> [YOUR GOAL] Locate every line in the records that contains the string "metal", treating uppercase and lowercase as different, and copy each such line.

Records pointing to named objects
* Begin *

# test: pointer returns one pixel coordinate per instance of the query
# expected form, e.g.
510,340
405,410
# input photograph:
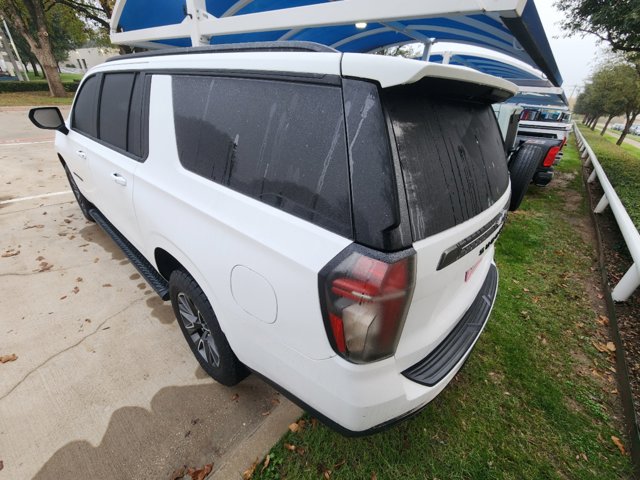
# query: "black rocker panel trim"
435,366
146,269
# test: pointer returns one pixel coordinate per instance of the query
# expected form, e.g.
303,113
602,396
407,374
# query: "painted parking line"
12,143
32,197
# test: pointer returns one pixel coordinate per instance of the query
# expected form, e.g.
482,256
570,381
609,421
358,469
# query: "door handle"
119,179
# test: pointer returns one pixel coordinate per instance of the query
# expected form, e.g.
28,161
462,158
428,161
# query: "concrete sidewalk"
104,385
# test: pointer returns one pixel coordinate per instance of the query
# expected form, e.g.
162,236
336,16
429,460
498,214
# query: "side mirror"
48,118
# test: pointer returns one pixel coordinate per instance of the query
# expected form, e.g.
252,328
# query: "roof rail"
283,46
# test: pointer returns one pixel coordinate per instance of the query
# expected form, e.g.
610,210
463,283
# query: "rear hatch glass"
451,154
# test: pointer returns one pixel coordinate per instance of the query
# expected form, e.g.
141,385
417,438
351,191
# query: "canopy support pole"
197,12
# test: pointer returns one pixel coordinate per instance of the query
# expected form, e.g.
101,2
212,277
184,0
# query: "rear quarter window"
451,154
86,107
280,142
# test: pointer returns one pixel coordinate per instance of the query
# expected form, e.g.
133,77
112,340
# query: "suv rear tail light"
551,156
365,296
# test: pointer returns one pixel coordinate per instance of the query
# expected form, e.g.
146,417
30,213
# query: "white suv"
325,220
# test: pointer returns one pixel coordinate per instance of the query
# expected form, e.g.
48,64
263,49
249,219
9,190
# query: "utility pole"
7,48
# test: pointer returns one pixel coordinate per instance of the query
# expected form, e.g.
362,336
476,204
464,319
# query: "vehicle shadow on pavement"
191,425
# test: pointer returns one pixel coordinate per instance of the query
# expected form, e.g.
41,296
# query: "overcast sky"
575,56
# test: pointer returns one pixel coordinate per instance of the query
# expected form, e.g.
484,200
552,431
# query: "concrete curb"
258,443
624,386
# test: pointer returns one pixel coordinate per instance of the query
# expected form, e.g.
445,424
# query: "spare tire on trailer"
522,166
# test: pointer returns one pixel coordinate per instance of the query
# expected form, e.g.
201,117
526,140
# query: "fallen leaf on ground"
248,473
178,473
618,444
45,267
600,347
8,358
266,463
200,473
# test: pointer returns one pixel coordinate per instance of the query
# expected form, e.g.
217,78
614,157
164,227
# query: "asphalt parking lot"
104,385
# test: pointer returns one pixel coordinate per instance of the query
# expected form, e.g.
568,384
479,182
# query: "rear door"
118,151
457,187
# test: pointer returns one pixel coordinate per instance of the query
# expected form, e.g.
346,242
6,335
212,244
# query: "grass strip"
536,399
28,99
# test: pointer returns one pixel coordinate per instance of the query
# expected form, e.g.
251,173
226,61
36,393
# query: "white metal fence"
631,280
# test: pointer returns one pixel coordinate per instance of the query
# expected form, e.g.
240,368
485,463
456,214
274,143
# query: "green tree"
43,32
610,93
614,21
29,19
67,31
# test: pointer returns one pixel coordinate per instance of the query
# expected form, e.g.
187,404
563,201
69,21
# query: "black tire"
522,167
202,331
83,203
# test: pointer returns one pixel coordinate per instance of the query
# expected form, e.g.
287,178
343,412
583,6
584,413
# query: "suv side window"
114,108
280,142
85,107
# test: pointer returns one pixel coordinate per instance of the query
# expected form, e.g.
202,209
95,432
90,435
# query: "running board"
148,271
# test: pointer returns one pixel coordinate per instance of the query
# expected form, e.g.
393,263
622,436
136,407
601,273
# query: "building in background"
82,59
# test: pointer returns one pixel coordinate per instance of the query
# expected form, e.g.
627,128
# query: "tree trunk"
40,46
626,128
606,125
34,66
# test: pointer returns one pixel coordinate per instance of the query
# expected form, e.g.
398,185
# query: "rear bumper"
434,367
360,400
542,177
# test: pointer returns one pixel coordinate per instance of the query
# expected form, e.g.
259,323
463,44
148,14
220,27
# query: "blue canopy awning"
511,27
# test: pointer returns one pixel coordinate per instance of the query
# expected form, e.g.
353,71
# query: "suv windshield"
537,114
451,154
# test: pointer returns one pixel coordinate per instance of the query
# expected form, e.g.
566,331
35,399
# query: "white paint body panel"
238,248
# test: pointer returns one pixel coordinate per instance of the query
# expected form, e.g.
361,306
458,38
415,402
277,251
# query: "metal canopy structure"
533,88
485,64
511,27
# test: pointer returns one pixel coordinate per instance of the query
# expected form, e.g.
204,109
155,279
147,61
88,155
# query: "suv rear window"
283,143
452,157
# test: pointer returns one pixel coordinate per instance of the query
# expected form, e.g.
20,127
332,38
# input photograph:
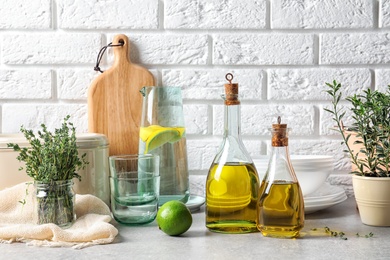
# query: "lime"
174,218
155,136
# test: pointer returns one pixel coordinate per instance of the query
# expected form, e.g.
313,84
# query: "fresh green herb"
366,236
52,160
370,112
340,234
51,157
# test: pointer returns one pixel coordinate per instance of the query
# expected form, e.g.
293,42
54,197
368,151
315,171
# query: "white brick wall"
281,52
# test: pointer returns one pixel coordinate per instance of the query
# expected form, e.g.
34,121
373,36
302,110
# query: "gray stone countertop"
147,242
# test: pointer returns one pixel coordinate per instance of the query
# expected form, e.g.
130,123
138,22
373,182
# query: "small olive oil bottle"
281,209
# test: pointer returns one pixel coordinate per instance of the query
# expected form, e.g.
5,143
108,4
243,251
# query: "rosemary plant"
371,116
52,160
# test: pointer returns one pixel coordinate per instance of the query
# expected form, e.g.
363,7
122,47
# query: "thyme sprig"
52,156
52,160
341,234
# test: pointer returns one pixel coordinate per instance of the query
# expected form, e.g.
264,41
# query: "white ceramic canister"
94,178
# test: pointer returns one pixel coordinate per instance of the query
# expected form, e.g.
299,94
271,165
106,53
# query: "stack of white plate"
327,196
311,170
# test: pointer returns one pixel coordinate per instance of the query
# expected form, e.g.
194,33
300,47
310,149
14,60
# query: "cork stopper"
279,134
231,91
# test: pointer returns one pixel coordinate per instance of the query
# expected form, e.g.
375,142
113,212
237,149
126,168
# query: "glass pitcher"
162,133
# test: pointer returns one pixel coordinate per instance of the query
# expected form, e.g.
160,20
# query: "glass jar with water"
162,132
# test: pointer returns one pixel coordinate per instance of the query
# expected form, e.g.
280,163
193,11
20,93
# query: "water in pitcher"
162,133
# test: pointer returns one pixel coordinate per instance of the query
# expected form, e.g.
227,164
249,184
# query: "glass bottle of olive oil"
281,208
232,185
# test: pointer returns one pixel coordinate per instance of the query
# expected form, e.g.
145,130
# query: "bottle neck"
232,126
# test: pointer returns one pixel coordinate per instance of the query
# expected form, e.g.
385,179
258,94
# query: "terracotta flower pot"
372,196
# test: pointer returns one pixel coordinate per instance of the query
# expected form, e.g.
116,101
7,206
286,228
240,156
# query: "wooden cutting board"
115,103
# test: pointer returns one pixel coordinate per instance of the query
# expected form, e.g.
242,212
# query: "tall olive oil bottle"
232,185
281,209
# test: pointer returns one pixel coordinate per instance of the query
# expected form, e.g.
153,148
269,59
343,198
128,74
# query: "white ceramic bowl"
311,171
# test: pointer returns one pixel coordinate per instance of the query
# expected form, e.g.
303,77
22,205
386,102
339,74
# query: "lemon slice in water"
155,136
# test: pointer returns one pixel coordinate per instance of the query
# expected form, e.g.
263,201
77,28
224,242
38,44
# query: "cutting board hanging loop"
101,53
114,101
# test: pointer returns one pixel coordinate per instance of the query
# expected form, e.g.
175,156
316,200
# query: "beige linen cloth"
91,227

* End *

> [THE ANSWER]
# query: "white metal fence"
# query: "metal canopy structure"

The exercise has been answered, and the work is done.